#### [ПИСЬМЕННОЕ ЗАДАНИЕ 1]
Выпишите по порядку все имена с отчествами и все фамилии, которыми названы люди в отрывке воспоминаний о Зощенко.
#### [ПИСЬМЕННОЕ ЗАДАНИЕ 2]
Продолжите отрывок воспоминаний о Зощенко, начиная сразу после его последней фразы.

#### [РАЗДЕЛ ДОКУМЕНТА]

########################################

Где-то возле Инженерного замка он остановился и промолвил с загадочным видом: «А вы знаете?.. Только, чур, секрет, — знаете, как радловские актеры прозвали величественную Анну Дмитриевну? Ну, не по злобе, а так, по закулисной привычке давать прозвища». Я, конечно, не знал. «А вот как — метко и просто: Батюшка. Помните: «У попа-то, рукава-то…» Признаюсь, когда я сегодня слушал ее, вдруг вспомнил: Батюшка!.. И чуть не прыснул от смеха, как школьник».
И это сказал Зощенко, рассмешить которого, как утверждали многие, было безнадежным делом. Сам же он высказывался (я это слышал не раз) о своей невозмутимости примерно так:
— Часто говорят о том, что на лице моем выражена какая-то гоголевская грусть, придумали, что я «рыцарь печального образа». А если бы знали, как иной раз, прогуливаясь по улице, я вдруг запримечу что-нибудь смешное, или в голову мне придет неожиданный комический поворот сюжета, — что со мной делается в этот момент!.. С каким трудом удерживаюсь, кусаю губы, стараясь преодолеть приступ хохота. А ведь если ни с того ни с сего расхохочешься на людях, бог знает что подумают — ну рехнулся человек или, видать, здорово под мухой…
И еще приходилось слышать от Михаила Михайловича, что его грусть — это естественная жажда радости, неутолимая потребность общаться с веселыми и счастливыми людьми.
— Ведь не один я такой, — говорил он. — Возьмите, например, Хармса — такого серьезного, вечно углубленного в свои думы. Кто видел его веселящимся, раскатисто хохочущим? Но ведь беседовать с ним, читать искрящиеся смехом его стихи — всегда так весело, кувыркаться хочется! Да ведь что мы? Самого Антона Павловича в пессимисты записали, припечатали ему «мировую скорбь».

########################################

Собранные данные
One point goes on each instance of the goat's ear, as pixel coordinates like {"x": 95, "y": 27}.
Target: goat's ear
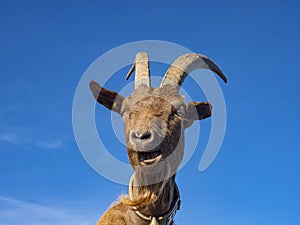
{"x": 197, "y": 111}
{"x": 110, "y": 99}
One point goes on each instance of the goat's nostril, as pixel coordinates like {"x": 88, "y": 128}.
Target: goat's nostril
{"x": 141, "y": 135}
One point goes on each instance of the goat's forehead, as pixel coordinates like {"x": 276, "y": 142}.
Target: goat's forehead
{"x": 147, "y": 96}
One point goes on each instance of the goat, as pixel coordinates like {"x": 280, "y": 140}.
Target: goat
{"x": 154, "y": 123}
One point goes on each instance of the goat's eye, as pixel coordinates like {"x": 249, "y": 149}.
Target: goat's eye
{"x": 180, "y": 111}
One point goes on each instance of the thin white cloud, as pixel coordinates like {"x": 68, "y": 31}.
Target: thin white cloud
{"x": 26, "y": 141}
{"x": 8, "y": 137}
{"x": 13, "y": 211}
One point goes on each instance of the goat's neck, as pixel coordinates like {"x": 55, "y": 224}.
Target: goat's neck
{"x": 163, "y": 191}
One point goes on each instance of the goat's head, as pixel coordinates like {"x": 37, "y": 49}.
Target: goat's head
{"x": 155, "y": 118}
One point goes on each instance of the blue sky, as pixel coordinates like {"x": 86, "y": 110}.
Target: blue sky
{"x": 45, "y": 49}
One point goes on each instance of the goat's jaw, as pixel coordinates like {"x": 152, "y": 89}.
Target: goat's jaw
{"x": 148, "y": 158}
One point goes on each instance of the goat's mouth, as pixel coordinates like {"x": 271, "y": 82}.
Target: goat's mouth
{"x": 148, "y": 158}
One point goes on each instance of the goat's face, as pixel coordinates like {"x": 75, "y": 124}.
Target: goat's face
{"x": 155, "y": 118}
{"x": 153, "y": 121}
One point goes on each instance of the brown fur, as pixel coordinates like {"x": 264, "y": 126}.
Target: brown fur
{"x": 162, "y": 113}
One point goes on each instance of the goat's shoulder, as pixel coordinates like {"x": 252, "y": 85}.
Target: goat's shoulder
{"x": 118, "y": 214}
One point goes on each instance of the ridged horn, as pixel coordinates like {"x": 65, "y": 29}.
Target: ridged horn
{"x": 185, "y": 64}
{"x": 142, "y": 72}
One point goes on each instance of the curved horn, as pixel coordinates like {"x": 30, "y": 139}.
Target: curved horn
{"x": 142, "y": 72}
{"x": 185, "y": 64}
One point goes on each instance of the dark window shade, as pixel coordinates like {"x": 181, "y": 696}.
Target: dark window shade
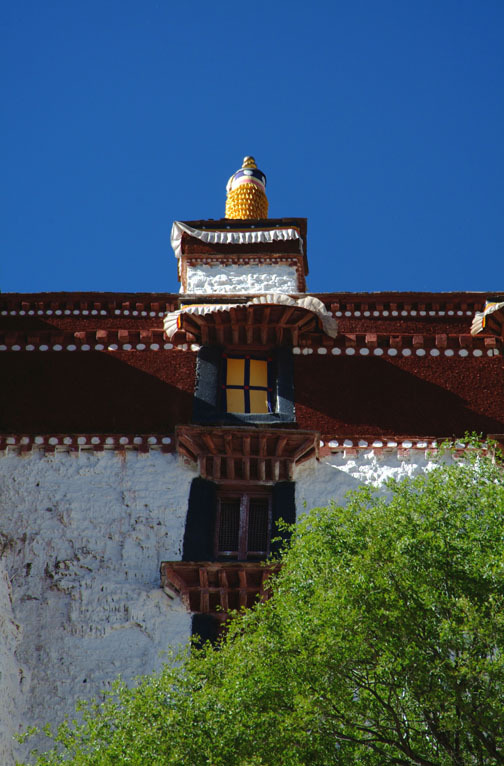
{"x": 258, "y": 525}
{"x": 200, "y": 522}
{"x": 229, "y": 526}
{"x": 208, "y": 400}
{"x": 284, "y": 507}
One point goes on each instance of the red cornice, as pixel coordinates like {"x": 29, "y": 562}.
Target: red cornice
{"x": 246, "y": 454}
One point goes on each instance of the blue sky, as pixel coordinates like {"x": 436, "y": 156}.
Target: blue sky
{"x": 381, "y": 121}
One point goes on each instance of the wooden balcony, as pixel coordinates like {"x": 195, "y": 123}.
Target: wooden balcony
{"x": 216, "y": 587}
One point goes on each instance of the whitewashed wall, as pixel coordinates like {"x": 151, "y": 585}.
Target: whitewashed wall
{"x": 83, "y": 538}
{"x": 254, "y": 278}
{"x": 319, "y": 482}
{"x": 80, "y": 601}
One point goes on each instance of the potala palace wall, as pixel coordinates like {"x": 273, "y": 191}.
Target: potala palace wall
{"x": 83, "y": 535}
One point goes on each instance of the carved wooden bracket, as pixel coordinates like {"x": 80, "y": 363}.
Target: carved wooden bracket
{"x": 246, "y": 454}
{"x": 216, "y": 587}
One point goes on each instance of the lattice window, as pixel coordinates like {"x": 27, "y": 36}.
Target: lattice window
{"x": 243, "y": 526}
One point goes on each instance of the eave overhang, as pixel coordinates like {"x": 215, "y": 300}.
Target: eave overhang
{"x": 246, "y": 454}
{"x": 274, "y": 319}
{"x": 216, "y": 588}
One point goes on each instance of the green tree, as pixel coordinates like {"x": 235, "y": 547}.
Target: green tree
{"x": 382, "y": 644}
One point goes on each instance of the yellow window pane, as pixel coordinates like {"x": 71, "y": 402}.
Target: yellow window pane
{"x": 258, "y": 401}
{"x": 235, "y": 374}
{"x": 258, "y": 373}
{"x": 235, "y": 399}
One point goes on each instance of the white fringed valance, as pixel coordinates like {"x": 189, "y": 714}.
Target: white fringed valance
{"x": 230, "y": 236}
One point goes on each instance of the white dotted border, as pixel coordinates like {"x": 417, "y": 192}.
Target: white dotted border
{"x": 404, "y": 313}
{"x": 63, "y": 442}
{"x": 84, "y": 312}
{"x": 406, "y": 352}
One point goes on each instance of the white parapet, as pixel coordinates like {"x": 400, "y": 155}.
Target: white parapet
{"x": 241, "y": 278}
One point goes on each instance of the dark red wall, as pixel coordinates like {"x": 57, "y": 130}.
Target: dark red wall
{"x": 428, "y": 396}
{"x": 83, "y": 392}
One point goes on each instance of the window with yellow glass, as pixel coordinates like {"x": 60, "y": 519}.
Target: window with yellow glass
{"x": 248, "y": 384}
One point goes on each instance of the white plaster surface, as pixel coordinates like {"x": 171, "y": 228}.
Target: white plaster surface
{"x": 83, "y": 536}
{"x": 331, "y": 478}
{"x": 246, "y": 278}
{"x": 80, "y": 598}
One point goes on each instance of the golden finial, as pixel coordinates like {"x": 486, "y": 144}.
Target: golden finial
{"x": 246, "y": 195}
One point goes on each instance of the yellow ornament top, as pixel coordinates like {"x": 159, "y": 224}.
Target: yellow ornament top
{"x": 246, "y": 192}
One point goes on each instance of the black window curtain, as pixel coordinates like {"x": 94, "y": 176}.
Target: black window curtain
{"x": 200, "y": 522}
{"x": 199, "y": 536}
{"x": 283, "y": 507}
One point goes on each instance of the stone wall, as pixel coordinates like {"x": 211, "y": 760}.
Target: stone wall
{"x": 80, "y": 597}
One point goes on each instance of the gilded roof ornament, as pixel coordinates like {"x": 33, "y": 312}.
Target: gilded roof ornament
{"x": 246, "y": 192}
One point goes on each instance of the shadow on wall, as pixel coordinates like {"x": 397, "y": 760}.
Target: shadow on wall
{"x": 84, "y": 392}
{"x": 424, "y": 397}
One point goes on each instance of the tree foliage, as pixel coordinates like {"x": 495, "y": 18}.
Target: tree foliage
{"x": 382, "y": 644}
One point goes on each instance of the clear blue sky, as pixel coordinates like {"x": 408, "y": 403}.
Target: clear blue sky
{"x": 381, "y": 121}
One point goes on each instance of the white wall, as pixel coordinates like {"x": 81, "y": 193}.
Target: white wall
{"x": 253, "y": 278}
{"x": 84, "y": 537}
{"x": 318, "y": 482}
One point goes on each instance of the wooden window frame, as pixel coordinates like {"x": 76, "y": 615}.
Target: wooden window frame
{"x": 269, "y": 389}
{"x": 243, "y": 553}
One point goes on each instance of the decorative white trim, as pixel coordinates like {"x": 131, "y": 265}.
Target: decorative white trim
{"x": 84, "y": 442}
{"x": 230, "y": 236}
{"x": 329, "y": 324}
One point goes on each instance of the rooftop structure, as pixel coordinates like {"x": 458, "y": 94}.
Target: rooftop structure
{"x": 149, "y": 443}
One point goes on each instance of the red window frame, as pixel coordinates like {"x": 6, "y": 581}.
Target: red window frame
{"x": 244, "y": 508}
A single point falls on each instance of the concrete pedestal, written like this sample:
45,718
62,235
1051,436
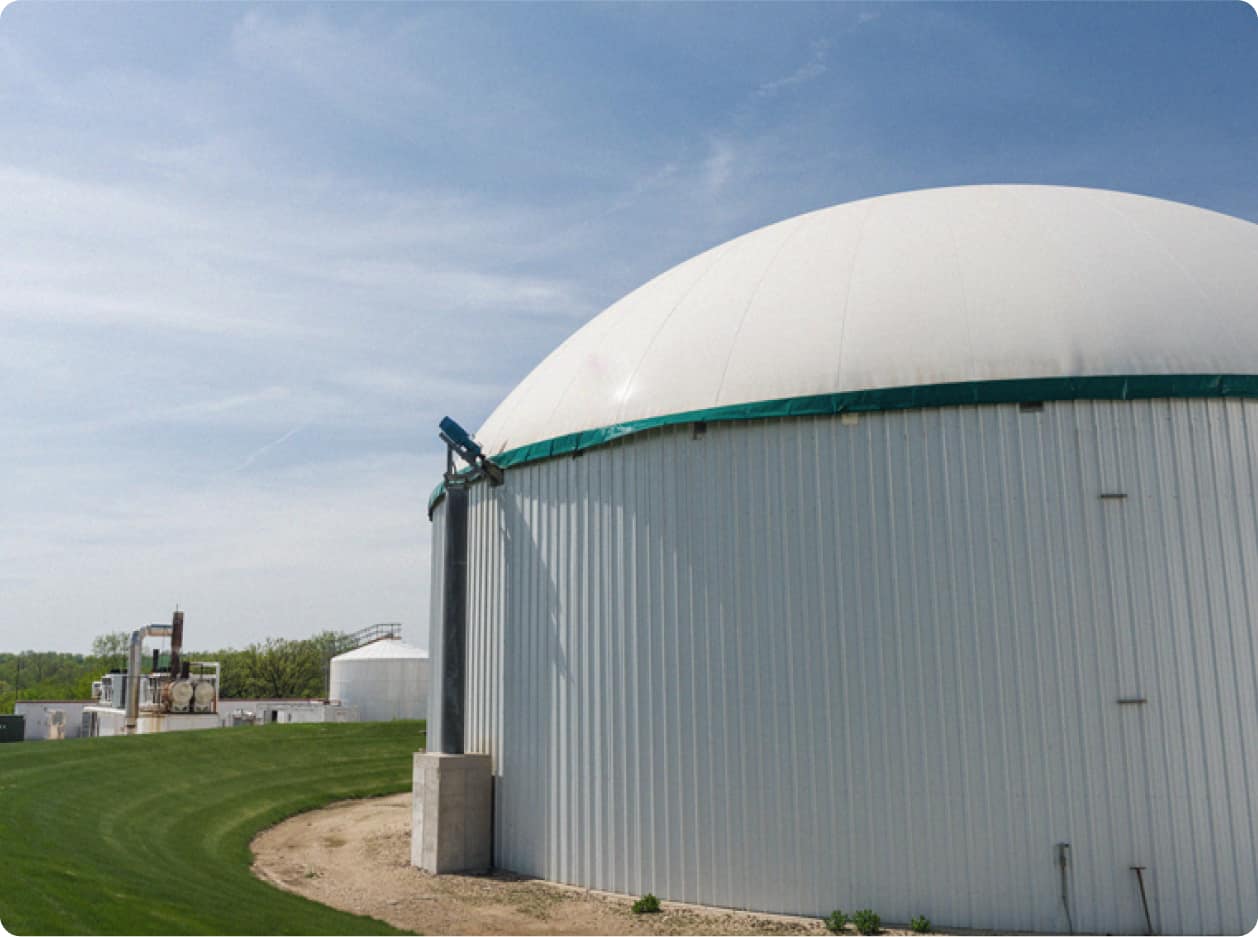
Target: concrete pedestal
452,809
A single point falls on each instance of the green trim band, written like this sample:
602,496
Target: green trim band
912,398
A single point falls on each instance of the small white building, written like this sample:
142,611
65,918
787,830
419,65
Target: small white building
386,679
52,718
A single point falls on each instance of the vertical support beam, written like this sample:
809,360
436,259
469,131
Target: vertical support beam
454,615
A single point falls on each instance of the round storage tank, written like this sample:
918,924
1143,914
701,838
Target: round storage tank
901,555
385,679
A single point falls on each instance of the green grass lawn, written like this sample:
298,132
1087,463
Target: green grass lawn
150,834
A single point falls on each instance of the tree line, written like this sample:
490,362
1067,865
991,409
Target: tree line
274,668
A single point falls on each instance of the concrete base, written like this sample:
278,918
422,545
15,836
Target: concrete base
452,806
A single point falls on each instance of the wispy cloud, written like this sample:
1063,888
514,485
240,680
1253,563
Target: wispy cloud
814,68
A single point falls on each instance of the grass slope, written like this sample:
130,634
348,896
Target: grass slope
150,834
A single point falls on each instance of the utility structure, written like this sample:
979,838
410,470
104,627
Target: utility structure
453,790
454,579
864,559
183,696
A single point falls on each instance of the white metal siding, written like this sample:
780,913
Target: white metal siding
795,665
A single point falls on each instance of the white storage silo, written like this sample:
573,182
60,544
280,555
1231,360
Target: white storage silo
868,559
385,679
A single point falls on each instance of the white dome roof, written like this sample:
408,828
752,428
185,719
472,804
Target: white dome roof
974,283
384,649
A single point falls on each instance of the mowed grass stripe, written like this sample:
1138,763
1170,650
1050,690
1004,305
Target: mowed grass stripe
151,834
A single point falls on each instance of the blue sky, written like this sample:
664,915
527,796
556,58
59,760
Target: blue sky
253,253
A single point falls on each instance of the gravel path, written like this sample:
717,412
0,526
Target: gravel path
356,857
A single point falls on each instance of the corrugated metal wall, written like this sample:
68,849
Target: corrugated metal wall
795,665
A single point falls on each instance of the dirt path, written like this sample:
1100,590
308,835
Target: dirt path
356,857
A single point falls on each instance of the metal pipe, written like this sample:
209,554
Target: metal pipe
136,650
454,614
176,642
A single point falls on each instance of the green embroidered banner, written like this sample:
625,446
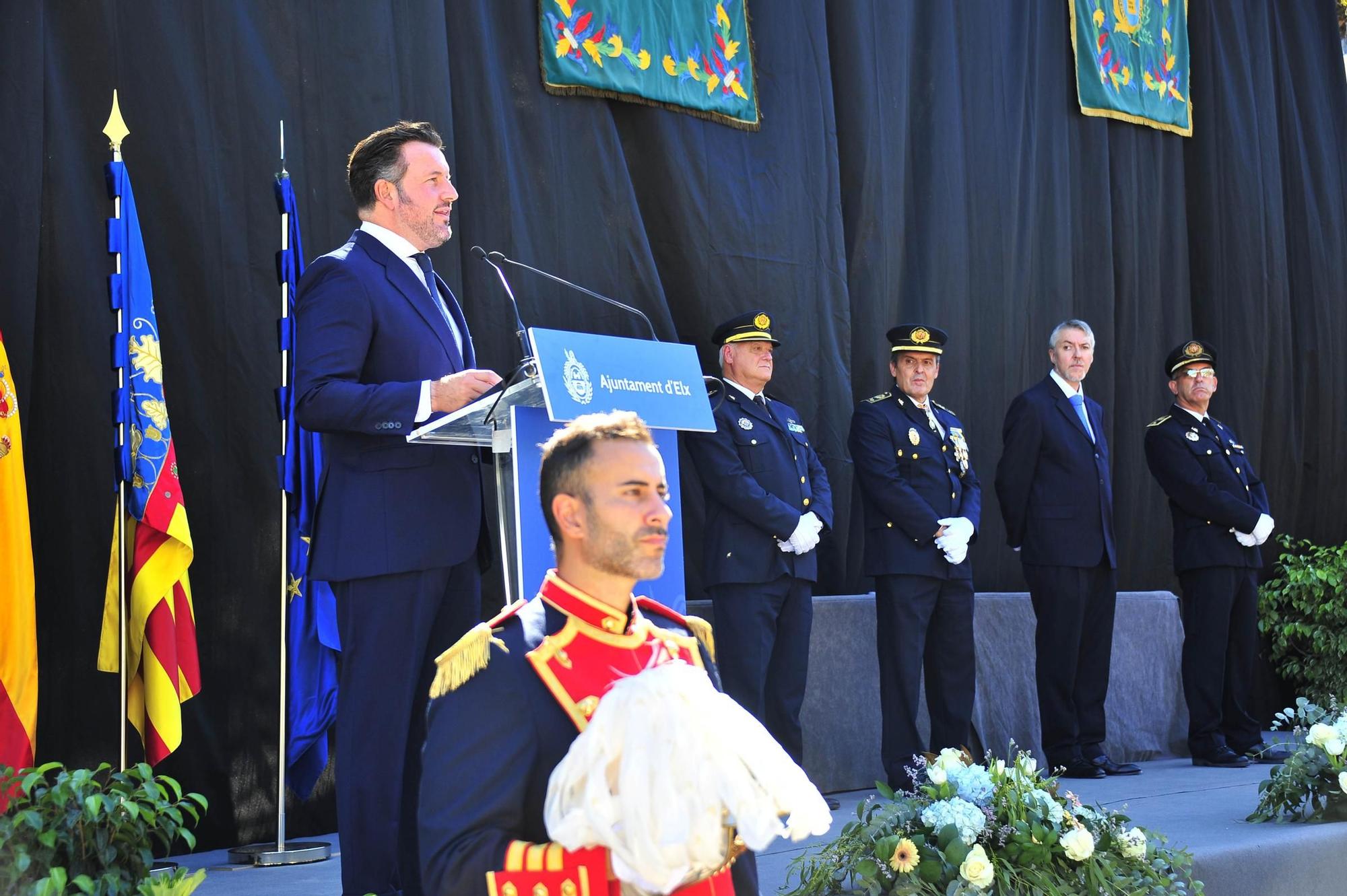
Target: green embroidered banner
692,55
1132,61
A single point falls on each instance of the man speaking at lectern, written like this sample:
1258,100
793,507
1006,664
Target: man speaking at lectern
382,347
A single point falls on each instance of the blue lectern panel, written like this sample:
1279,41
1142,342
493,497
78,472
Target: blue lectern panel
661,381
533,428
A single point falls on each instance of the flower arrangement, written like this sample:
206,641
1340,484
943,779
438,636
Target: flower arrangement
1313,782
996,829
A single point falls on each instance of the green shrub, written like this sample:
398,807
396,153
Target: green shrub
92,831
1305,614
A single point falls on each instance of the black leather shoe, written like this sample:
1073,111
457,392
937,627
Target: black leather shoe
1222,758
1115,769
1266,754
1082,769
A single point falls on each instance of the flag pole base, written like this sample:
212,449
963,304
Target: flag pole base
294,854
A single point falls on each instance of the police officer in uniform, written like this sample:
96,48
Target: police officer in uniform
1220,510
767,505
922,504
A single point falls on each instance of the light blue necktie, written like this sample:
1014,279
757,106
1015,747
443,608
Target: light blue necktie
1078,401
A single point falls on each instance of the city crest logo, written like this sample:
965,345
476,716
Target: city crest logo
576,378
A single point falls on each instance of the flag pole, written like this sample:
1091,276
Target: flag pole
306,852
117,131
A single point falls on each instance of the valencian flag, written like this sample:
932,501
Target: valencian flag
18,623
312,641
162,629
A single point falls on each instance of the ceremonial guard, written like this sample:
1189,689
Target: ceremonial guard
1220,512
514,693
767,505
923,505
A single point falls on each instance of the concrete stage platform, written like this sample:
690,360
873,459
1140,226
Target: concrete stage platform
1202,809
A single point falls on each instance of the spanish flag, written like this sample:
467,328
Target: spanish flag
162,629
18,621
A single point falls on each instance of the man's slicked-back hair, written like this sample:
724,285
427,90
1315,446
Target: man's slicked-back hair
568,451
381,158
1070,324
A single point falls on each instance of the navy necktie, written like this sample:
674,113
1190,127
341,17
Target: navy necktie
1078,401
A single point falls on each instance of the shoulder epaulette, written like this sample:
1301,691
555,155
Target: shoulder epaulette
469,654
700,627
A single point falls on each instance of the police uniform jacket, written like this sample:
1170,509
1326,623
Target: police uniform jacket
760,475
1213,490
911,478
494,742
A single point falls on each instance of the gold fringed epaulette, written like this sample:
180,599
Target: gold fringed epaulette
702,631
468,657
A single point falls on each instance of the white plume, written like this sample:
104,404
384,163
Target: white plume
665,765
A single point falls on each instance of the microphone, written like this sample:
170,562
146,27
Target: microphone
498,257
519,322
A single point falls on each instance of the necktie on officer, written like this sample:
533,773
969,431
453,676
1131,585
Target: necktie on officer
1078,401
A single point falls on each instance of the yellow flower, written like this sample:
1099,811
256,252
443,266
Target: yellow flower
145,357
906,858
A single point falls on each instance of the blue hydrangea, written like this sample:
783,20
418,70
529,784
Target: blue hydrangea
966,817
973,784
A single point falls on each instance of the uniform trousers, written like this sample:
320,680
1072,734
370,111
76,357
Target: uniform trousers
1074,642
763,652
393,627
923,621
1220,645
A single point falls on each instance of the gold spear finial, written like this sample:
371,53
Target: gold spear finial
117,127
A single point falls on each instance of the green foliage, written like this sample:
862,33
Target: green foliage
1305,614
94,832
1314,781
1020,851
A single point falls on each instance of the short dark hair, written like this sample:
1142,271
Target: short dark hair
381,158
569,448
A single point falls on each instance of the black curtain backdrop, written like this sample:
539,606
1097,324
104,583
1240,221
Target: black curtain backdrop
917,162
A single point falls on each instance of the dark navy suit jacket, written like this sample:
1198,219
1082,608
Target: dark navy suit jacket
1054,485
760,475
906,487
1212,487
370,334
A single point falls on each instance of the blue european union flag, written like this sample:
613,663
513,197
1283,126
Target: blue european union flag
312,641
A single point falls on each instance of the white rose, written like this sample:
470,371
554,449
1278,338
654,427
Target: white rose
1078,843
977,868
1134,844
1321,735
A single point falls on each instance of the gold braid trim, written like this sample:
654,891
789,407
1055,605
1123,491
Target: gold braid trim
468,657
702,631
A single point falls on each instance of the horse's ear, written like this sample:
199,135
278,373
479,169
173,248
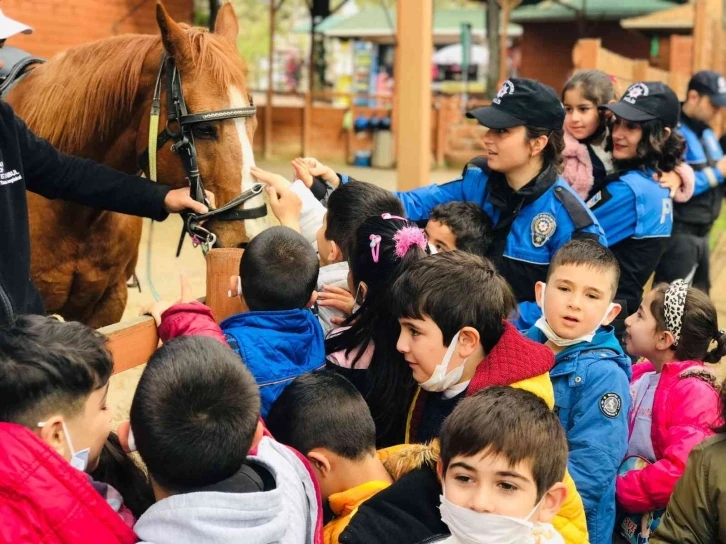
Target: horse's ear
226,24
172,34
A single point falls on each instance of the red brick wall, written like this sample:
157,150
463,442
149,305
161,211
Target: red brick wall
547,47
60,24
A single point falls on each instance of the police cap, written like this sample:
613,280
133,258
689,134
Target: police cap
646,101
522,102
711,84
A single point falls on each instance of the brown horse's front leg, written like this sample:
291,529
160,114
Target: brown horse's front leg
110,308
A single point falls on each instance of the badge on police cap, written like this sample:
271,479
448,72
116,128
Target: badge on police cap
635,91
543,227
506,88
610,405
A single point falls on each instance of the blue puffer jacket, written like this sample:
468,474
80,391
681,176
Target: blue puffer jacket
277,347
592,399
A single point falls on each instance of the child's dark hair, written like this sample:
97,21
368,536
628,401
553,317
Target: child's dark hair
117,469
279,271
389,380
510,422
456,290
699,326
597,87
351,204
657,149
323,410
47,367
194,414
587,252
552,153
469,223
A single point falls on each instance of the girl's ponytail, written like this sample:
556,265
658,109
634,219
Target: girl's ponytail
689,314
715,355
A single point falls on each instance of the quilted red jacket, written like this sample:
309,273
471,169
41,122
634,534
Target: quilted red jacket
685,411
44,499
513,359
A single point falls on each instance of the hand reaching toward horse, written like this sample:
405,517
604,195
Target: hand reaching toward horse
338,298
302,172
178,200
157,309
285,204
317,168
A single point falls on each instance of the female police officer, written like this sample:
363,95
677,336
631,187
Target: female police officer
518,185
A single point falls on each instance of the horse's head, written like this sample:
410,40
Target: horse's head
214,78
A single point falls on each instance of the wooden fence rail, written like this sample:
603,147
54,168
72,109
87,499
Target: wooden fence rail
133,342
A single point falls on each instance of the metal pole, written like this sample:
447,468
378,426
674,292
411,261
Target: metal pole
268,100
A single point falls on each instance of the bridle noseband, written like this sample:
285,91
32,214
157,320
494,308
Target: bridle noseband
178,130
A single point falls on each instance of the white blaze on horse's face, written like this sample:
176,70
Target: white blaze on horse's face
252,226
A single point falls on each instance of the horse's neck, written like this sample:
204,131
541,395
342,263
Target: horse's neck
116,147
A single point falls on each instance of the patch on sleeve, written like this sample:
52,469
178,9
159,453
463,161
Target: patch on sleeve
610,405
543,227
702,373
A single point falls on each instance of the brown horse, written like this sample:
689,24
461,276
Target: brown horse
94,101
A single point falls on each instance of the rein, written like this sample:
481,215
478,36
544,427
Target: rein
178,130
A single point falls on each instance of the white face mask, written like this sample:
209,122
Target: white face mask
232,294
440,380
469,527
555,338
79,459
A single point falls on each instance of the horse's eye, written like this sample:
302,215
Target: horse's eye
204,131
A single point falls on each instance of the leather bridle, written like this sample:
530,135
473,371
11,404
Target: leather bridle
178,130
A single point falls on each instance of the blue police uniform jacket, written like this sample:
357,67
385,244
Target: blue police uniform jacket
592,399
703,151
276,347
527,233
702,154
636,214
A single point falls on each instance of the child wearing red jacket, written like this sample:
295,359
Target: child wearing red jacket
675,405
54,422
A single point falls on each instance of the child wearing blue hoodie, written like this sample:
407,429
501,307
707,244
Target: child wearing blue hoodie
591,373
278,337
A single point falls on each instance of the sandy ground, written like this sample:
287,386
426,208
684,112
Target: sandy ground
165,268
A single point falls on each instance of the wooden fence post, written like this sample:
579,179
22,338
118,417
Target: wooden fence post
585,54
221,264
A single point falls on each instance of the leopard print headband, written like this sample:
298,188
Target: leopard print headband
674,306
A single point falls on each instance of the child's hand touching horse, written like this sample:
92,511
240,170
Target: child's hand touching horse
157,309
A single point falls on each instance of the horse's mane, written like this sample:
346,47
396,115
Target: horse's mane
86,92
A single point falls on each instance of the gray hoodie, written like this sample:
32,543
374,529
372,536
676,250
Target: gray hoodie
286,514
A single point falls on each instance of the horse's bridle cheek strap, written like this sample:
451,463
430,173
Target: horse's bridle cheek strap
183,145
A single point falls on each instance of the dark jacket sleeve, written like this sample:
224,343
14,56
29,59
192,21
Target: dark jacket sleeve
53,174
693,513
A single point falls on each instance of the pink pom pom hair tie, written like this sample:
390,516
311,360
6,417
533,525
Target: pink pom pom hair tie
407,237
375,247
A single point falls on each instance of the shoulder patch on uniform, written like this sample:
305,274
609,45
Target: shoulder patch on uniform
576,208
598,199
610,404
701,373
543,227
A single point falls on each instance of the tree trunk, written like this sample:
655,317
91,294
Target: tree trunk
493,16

########################################

#### [РЕЗУЛЬТАТ ЗАДАНИЯ 1]
Анна Дмитриевна, Зощенко, Михаил Михайлович, Хармс, Антон Павлович

#### [РЕЗУЛЬТАТ ЗАДАНИЯ 2]
Замечу, что при встрече с милыми сердцу людьми Зощенко всегда приветливо улыбался, выражая чувство симпатии и доверия, которым он не баловал прочих других. Он очень любил общаться с поэтами, стихи которых выбрал его вкус, его слух. С Александром Гитовичем он встречался до самой смерти, называл его Саня, но говорил ему не «ты», а «вы»… Помню, как я недоумевал по поводу стихотворных строк, вкрапленных Зощенко в его повести «О чем пел соловей?» и «Мишель Синягин». Вкус Михаила Михайловича я считал безупречным — и вдруг такая бездарщина. Как он мог?.. «Да ведь это же не стихи, — успокоил меня Гитович, — а откровенная пародия на стихи-уроды, что рождаются у графоманов. Это подделка под «салонную поэзию». Тут все — сердце, девиз, любовь, образ, изящное лицо — букет махровой пошлости!..»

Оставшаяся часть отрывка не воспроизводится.